— start INPUT FOR THIS TASK —
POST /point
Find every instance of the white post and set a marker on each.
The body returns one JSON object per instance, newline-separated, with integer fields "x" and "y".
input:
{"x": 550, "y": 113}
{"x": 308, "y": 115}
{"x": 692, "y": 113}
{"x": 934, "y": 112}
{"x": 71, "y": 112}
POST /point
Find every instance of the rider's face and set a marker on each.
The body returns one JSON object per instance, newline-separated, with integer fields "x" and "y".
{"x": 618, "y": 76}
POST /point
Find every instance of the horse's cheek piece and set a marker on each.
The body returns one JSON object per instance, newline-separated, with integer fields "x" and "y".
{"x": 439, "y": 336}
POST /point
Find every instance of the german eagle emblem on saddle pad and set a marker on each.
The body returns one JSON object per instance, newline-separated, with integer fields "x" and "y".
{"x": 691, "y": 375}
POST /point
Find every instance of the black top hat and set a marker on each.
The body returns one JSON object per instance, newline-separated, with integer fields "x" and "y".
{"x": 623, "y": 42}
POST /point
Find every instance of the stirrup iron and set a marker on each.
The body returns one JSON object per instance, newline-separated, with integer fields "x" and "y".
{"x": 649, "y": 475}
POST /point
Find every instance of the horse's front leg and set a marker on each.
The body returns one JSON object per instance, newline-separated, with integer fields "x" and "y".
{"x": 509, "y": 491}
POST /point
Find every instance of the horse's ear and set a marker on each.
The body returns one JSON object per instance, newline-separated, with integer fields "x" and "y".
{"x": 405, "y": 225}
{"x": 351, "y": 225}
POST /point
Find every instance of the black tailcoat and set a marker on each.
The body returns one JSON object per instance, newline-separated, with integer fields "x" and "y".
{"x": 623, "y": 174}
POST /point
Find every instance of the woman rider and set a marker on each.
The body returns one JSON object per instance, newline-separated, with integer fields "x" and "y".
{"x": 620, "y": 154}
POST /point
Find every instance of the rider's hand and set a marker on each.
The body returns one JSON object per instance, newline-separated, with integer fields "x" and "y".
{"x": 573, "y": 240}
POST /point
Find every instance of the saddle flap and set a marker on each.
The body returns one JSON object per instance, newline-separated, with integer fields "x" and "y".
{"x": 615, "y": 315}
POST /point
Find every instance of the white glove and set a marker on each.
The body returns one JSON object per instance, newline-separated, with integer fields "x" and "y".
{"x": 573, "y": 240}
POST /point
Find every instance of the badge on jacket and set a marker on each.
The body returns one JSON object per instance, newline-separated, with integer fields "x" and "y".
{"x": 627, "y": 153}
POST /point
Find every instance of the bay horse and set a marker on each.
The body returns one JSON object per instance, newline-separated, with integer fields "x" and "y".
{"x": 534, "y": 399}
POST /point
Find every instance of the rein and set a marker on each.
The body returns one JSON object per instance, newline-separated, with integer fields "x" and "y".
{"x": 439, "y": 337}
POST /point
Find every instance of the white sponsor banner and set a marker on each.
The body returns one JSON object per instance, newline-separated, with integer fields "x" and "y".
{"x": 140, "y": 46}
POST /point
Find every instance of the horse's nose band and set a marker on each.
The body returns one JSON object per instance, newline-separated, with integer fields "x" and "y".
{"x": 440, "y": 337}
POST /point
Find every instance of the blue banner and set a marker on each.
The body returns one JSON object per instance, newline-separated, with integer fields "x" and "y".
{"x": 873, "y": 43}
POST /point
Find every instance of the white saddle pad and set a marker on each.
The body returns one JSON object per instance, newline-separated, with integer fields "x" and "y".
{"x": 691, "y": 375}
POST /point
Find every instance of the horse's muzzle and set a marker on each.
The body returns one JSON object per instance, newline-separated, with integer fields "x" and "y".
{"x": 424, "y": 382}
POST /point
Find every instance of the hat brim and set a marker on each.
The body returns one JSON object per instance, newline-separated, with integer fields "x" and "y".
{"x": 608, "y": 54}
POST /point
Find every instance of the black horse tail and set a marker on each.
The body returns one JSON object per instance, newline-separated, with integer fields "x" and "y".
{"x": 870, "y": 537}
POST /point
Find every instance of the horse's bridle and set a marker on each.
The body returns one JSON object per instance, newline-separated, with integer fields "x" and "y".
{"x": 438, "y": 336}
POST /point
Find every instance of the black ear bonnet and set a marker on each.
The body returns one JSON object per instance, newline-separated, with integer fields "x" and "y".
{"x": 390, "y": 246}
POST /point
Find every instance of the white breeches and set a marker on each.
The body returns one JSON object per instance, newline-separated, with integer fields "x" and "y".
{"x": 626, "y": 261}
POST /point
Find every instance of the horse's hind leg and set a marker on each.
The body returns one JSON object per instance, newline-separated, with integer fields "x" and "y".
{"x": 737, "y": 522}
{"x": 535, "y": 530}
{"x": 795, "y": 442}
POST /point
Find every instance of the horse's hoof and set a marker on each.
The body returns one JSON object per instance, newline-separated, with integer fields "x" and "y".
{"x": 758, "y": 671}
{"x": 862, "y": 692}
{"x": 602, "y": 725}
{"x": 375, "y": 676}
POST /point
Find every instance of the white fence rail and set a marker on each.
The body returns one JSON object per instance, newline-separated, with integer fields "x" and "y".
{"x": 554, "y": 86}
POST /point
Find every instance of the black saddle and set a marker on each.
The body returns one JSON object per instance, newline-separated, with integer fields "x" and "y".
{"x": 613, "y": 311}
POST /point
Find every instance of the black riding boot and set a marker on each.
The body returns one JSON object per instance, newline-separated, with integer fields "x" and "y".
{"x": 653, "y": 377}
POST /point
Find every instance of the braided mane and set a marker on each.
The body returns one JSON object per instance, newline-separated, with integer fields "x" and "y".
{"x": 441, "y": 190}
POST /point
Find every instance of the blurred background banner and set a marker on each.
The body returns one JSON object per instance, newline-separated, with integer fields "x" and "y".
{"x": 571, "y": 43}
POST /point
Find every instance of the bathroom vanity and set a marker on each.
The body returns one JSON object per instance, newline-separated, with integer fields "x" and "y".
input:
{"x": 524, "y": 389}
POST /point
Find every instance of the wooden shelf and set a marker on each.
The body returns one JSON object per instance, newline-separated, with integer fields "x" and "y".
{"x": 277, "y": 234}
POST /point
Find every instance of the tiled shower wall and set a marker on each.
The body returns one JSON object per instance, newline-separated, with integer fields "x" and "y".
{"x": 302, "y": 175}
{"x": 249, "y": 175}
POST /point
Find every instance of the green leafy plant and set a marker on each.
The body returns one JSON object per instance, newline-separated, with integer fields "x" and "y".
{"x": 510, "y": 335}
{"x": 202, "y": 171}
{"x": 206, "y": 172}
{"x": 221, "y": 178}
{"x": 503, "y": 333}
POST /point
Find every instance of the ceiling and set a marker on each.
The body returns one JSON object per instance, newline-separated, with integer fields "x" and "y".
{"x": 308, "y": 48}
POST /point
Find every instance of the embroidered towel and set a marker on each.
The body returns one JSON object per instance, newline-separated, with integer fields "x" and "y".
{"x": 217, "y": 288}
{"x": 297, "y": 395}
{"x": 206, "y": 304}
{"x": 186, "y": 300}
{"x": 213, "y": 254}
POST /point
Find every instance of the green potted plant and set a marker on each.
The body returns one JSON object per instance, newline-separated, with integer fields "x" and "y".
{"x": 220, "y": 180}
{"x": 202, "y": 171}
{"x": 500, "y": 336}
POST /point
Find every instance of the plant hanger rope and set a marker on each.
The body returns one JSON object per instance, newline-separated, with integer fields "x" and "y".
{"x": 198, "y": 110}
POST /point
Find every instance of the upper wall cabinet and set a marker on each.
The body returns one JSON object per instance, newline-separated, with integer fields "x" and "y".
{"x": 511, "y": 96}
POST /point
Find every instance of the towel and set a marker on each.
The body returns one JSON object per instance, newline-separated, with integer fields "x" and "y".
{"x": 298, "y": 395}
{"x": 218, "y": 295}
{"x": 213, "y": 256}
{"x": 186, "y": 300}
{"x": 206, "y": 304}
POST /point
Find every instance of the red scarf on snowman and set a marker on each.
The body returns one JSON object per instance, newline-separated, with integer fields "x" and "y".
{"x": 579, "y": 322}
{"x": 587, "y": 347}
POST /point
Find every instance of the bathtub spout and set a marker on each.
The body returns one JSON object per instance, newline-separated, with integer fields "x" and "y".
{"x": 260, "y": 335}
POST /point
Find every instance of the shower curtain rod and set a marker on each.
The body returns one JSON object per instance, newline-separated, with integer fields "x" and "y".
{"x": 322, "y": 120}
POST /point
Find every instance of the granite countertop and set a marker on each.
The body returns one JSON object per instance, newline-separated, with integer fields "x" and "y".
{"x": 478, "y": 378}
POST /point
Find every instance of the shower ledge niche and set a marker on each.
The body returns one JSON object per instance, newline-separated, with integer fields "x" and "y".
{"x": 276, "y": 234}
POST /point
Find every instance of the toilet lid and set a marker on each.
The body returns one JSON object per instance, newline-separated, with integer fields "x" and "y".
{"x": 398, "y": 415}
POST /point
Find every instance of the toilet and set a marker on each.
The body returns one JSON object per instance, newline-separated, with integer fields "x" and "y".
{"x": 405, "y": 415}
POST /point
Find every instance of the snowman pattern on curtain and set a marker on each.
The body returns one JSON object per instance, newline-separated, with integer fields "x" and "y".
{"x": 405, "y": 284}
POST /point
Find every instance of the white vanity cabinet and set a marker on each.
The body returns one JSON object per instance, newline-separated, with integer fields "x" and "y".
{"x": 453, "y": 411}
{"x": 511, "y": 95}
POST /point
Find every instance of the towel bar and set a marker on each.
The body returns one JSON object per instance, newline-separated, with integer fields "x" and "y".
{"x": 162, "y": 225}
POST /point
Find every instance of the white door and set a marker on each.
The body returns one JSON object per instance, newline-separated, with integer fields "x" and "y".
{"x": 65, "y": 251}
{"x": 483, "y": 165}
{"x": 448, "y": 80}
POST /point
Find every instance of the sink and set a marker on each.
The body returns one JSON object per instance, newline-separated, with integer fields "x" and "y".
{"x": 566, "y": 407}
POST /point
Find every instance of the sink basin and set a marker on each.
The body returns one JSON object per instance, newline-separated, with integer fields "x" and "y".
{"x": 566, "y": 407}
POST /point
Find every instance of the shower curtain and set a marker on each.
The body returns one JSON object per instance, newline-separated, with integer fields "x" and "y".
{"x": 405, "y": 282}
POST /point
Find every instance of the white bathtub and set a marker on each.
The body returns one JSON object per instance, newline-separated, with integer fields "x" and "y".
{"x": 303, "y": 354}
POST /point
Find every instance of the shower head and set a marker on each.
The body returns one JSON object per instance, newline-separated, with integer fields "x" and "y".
— end INPUT FOR THIS TASK —
§ SHORT PROBLEM: Pull out each line from the rows above that contains the string "white". Case counts.

§ RESPONSE TO THIS TASK:
Find every instance of the white post and set a marker on each.
Find every instance of the white glove and set a marker on each.
Find every instance of the white sponsor banner and set a marker on each.
Find every instance of the white saddle pad and set a marker on each.
Find every instance of the white breeches and set a marker on each.
Find every instance of the white fence rail and set a marker on each.
Find every instance of the white vanity cabinet and set a marker on each.
Find every instance of the white door and set a marker on each.
Find every instance of the white bathtub and set a marker on each.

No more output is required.